§ **Short exercise 1**
Count the lines in the records below that contain the string "logo", treating uppercase and lowercase as different, and give only the number.

──────── Excerpt to read

Stefano Mei (born 3 February 1963 in La Spezia) is an Italian long-distance runner who specialized in the 5000 and 10000 metres. European champion on 10000 m in 1986.

From 31 January 2021 he is the new president of Italian Athletics Federation (FIDAL).

Biography
Stefano Mei won eight medals, at senior level, at the International athletics competitions. He participated at two editions of the Summer Olympics (1984 and 1988), he has 42 caps in national team from 1981 to 1994. In his career he won 8 times the national championships. Since 2 December 2012 Stefano Mei was Federal Councillor of the Federazione Italiana di Atletica Leggera (FIDAL), in the Franco Arese leaderships.

Achievements

National titles
Stefano Mei has won 8 times the individual national championship.
4 wins in 5000 metres at the Italian Athletics Championships (1984, 1986, 1989, 1991)

────────────────
──────── Supplied data

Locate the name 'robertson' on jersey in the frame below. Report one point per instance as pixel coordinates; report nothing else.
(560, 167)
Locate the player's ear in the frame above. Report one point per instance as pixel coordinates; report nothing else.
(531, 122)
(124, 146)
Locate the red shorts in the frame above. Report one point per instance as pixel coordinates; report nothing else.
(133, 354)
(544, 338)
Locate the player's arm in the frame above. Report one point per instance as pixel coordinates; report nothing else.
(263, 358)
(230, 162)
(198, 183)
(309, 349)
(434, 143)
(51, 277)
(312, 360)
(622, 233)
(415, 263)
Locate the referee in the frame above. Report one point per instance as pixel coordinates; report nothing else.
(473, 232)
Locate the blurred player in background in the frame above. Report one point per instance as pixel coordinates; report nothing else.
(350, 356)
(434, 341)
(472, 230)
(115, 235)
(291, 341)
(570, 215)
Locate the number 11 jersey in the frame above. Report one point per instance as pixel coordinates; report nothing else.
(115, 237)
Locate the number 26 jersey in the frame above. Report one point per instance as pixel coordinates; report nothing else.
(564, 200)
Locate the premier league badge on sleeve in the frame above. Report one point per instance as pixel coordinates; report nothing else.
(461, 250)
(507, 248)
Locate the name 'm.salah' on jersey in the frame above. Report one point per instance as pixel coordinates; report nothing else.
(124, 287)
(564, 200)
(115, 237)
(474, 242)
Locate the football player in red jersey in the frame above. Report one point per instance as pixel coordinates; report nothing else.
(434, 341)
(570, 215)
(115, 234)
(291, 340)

────────────────
──────── Supplied data

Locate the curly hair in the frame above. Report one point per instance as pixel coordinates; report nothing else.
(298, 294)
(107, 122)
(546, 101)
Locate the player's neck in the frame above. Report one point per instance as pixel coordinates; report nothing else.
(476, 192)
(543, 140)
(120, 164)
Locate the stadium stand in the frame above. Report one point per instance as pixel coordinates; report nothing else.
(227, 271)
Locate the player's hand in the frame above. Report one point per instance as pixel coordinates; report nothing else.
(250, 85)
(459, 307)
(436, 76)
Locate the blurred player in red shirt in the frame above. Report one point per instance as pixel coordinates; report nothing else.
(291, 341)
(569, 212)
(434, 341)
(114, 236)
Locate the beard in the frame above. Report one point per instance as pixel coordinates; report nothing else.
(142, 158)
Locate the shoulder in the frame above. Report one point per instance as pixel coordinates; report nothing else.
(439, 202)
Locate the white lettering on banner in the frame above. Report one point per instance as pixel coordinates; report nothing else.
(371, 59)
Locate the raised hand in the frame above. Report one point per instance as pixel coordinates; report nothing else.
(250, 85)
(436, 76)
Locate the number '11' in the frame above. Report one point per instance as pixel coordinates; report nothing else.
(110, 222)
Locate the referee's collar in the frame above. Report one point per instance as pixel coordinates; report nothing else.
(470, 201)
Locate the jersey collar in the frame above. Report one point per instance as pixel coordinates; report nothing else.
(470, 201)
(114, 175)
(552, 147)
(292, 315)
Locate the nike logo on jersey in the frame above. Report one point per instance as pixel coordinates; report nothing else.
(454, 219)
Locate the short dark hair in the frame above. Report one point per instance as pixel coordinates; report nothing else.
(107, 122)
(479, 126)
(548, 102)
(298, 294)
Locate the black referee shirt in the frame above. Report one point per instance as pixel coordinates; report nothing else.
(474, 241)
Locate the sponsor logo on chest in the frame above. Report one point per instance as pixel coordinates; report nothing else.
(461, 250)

────────────────
──────── Supplied data

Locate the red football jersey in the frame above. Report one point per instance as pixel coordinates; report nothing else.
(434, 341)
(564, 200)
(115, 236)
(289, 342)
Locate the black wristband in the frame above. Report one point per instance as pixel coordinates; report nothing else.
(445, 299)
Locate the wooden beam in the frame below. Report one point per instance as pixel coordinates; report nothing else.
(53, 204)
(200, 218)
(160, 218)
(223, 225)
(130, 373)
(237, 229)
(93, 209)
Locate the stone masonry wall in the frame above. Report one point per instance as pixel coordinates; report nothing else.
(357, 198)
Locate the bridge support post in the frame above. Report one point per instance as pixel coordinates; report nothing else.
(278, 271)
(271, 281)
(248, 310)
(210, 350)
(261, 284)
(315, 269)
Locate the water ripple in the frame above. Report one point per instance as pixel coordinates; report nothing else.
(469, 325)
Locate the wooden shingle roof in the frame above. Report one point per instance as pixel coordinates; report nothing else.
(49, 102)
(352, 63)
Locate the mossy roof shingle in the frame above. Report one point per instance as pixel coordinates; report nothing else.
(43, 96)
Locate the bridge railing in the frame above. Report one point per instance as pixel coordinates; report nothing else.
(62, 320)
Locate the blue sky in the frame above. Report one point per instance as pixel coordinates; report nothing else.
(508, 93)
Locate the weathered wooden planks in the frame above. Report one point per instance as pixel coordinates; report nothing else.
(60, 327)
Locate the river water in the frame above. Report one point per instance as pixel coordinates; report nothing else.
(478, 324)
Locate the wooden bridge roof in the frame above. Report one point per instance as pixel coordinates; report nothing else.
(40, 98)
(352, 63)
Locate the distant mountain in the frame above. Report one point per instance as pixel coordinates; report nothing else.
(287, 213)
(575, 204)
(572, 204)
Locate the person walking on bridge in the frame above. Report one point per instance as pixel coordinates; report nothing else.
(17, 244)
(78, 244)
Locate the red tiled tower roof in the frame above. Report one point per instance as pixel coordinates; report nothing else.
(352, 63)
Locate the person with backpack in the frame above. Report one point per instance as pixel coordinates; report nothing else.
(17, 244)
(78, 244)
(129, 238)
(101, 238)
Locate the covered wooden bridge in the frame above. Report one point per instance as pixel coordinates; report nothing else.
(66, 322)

────────────────

§ **Short exercise 2**
According to the text about Stefano Mei, how many caps did he earn with the national team?

§ **Exercise solution 1**
2

§ **Exercise solution 2**
42 caps, from 1981 to 1994.